┌────────

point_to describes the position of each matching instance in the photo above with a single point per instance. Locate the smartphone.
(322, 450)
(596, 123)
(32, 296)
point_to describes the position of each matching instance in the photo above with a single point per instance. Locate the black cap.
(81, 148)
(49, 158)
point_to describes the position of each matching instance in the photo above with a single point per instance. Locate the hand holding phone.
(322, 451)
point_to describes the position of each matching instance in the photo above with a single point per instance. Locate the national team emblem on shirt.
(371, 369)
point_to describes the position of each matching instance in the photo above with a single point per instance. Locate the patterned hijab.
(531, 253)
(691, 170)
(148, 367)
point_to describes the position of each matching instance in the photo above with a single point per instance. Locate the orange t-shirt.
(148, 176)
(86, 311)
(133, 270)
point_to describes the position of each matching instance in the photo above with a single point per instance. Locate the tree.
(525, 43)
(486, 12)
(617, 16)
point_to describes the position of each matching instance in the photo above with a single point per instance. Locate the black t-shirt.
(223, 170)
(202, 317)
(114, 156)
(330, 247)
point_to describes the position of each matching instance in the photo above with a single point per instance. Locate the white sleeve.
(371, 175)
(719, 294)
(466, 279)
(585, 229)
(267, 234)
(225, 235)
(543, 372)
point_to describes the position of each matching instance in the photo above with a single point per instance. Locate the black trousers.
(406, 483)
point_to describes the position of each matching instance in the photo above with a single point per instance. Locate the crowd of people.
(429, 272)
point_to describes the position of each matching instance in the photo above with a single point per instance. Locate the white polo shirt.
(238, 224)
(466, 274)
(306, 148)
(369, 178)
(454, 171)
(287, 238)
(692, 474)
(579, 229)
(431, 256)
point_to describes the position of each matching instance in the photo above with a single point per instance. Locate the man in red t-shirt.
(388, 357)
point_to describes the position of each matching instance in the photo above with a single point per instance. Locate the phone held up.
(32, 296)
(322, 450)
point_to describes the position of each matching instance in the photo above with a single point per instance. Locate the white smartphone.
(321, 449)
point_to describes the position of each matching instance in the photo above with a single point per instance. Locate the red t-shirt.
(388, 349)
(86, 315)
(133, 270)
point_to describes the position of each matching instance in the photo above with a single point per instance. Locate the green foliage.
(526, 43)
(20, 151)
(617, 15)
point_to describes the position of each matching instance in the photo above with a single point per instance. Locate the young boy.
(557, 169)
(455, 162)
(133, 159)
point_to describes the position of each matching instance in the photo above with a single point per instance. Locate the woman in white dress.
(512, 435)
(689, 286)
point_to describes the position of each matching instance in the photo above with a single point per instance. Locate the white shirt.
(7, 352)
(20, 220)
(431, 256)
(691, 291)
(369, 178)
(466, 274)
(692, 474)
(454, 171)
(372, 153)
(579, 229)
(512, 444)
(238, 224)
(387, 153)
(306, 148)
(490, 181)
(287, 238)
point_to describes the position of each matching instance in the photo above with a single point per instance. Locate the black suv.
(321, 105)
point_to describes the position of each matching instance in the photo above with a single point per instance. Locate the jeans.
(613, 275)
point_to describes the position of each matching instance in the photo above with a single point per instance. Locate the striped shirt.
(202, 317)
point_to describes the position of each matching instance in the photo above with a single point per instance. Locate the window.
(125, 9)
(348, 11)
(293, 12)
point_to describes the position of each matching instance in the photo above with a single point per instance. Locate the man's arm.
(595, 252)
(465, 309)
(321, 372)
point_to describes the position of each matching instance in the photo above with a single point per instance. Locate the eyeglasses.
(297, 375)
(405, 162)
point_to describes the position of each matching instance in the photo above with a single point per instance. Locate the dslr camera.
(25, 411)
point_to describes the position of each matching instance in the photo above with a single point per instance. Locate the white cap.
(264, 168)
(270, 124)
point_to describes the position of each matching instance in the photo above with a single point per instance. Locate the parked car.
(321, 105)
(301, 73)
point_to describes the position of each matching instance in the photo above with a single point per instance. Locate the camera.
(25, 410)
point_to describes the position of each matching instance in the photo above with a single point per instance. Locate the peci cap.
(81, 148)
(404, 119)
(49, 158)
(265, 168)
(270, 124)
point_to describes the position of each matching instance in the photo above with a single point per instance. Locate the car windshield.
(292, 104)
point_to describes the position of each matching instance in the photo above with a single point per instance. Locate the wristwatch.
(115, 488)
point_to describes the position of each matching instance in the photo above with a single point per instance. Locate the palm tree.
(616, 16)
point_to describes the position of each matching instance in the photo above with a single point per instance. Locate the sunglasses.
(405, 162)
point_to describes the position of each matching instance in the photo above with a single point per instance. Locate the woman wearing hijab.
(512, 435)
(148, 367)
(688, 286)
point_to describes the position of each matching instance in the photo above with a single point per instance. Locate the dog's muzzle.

└────────
┌────────

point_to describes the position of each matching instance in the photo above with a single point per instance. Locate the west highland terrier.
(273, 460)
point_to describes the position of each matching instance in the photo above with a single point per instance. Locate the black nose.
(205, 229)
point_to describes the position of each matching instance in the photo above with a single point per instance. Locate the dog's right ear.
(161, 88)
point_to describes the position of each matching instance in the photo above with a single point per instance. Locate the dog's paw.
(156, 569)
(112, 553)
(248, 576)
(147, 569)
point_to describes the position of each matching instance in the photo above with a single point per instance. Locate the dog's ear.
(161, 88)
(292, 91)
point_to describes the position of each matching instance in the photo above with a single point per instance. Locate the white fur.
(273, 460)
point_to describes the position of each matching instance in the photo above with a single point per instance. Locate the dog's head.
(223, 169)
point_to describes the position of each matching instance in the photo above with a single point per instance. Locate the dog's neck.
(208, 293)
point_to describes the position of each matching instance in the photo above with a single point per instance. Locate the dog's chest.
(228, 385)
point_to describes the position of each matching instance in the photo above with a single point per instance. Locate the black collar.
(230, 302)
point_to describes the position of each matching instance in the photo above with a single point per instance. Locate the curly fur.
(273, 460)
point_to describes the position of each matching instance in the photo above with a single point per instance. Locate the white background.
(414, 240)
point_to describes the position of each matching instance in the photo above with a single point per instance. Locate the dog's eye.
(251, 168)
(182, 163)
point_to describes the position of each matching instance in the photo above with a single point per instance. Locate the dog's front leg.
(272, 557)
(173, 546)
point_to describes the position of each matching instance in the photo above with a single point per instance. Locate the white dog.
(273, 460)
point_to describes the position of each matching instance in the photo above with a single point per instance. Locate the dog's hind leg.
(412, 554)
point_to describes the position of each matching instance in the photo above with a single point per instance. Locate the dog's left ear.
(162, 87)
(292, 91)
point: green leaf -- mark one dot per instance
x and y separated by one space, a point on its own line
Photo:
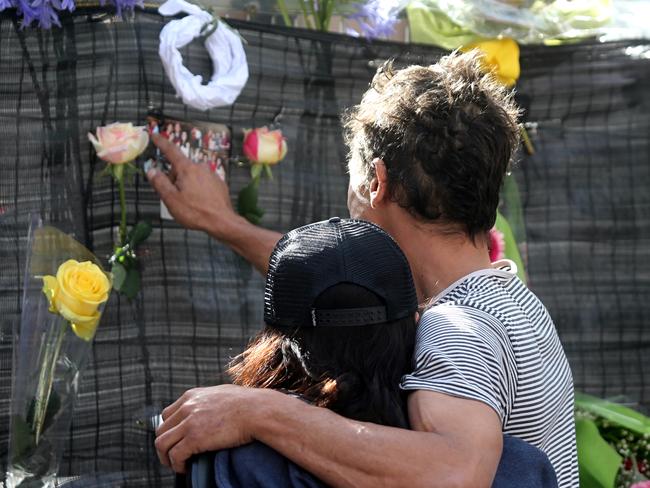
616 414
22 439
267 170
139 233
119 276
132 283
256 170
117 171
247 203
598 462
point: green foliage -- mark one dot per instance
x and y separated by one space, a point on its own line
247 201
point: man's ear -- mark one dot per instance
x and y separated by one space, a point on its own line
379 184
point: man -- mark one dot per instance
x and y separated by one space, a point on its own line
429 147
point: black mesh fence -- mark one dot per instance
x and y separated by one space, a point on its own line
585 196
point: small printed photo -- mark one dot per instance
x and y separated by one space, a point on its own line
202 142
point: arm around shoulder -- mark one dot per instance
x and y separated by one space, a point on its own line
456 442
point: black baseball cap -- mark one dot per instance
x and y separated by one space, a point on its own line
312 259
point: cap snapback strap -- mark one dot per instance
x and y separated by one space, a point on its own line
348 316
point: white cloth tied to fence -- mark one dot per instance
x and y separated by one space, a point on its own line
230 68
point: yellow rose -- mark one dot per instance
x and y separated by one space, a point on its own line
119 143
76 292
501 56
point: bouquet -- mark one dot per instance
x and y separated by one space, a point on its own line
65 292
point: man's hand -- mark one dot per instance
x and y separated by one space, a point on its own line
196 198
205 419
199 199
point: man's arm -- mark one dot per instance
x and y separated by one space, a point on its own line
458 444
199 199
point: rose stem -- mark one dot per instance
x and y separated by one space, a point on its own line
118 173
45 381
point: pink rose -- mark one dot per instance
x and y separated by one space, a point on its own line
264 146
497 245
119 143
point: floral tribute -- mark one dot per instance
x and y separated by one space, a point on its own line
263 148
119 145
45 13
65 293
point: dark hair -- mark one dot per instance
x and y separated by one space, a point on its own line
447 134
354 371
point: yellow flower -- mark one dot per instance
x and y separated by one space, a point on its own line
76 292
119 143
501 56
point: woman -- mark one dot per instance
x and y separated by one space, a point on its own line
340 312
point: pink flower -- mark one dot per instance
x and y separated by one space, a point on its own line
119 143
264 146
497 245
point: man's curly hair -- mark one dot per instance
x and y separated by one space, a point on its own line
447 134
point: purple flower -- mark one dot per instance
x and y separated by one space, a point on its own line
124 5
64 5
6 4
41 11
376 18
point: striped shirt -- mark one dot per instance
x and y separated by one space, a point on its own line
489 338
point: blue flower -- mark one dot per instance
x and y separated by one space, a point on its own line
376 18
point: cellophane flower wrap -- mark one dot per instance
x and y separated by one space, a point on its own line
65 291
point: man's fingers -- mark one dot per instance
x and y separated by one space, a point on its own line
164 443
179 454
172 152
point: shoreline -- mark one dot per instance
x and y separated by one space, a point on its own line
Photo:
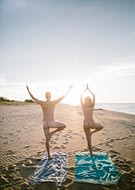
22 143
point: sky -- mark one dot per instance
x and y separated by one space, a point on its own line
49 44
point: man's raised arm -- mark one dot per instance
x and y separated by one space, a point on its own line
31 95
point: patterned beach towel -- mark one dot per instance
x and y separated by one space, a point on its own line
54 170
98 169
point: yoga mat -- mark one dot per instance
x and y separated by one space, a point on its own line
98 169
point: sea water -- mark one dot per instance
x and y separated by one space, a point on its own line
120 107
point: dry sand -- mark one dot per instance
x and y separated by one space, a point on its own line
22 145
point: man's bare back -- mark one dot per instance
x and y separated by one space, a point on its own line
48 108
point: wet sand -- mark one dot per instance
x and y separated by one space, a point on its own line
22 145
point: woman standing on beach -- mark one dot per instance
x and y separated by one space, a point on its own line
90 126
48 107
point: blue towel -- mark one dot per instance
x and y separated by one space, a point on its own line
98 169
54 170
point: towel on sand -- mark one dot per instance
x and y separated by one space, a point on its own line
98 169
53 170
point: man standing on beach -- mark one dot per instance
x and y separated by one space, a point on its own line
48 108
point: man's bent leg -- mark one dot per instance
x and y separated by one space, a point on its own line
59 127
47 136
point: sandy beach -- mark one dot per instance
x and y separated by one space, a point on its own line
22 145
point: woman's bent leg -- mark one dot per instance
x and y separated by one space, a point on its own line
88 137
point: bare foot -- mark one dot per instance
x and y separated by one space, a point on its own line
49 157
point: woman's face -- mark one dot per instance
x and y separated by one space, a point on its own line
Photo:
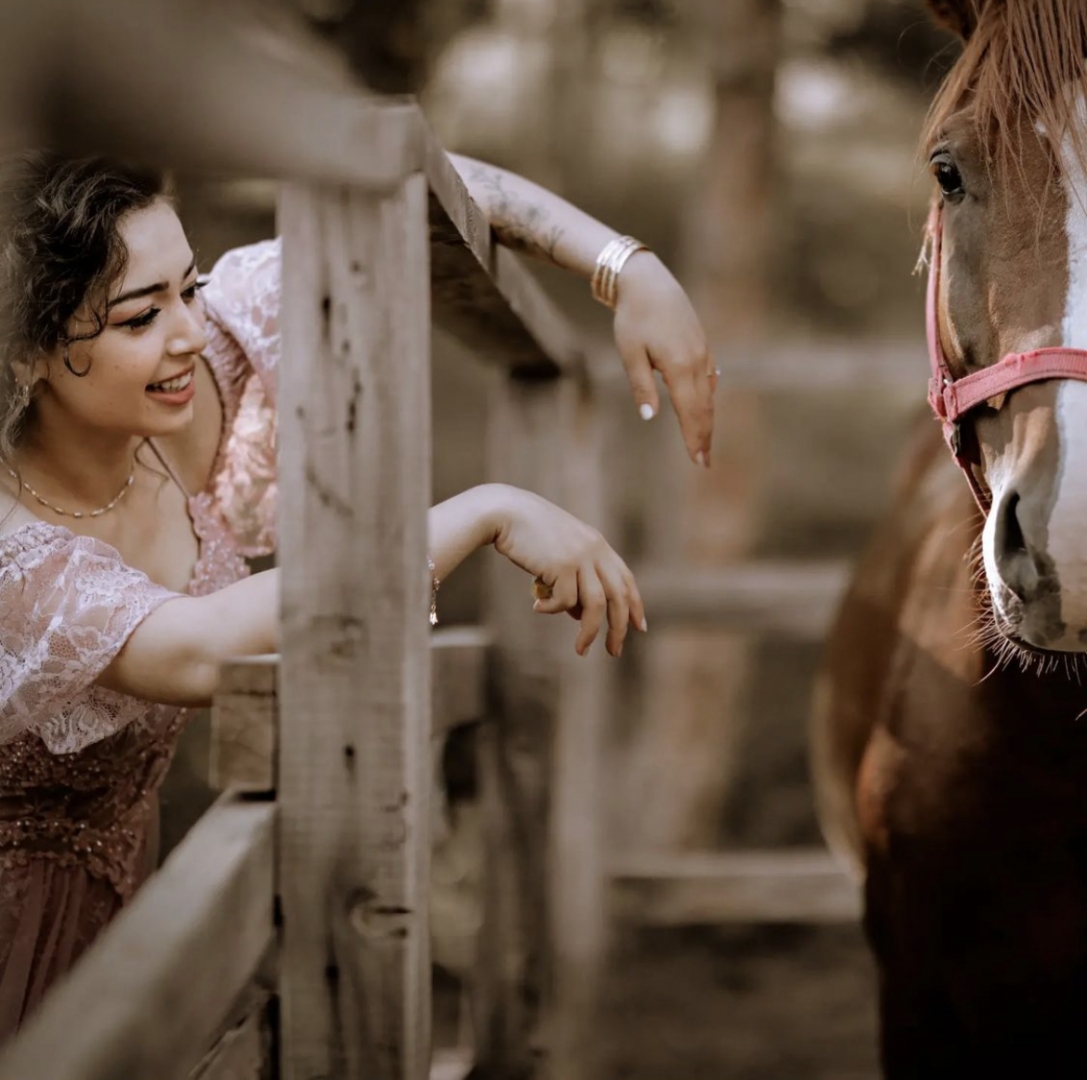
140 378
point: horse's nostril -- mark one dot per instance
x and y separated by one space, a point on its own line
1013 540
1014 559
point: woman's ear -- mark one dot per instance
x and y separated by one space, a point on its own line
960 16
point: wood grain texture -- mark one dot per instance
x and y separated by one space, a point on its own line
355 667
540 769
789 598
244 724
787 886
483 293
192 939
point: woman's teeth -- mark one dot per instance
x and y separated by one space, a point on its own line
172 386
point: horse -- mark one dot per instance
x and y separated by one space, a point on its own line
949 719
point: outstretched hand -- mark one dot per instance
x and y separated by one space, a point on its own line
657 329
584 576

└────────
┌────────

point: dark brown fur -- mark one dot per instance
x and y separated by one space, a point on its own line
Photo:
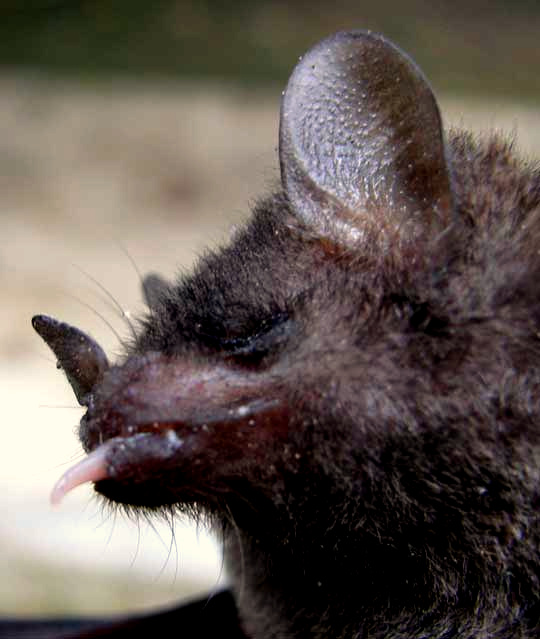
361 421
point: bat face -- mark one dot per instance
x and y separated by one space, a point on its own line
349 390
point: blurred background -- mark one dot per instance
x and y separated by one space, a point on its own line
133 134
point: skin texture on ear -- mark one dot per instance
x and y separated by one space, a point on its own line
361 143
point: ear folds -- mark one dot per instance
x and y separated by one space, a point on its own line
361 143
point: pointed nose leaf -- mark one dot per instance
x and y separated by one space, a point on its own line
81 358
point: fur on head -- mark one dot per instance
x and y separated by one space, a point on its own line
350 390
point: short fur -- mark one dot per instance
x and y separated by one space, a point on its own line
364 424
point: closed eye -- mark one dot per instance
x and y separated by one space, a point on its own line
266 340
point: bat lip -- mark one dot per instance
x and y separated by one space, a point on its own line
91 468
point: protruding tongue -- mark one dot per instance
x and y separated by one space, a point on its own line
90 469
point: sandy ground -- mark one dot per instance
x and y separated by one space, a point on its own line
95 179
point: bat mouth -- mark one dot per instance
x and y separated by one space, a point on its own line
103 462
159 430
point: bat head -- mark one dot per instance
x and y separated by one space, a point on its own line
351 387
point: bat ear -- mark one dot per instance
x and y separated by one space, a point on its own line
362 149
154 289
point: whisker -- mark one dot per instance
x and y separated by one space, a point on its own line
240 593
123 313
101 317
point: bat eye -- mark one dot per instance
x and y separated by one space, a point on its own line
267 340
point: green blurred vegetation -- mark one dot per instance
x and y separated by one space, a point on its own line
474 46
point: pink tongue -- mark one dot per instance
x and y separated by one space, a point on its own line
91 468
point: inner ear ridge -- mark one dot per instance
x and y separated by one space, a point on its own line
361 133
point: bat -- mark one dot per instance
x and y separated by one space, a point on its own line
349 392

└────────

Work instructions:
Search the listing above for the lines with "point: yellow flower" and "point: man's fingers", then output those lines and all lines between them exactly.

Exercise solution:
point: yellow flower -- mark one dot per instance
x and y separated by one space, a point on its own line
76 292
119 143
501 56
point: woman -- mark one dot per instance
x and y separated by one space, a point on its own line
340 312
point: pink flower -- mark one dot per instance
x and y separated by one space, a point on its own line
119 143
264 146
497 245
point: man's curly hair -- mark one dot per instance
x and y separated by one space, a point on its own line
447 134
point: purple flower -- mark one dot per instance
x and y separated by one space, a point on its own line
124 5
64 5
6 4
41 11
376 18
point: striped shirt -- mark one dot per instance
x and y separated by one space, a point on its own line
489 338
point: blue flower -- mark one dot per instance
x and y separated by one space, a point on its own line
376 18
point: cellophane flower wrap -- mark one dot per instance
x and y separated by one space, a point on its own line
65 291
point: man's fingers -- mark one dot per instance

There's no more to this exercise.